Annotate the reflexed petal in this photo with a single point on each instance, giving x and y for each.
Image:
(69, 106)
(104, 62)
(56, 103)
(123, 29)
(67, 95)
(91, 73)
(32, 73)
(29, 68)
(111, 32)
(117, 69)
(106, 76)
=-=-=
■ TO DO ■
Can you write out every line of the records above again, requests included, with each point coordinate in the answers multiplied by 1.05 and rounded to a whole number, halves rounding up?

■ RESPONSE ■
Annotate the reflexed petal in this photo with a single point on each instance, giving x and y for each.
Image:
(72, 111)
(109, 65)
(59, 108)
(129, 30)
(70, 100)
(96, 77)
(34, 77)
(30, 71)
(117, 34)
(123, 72)
(111, 80)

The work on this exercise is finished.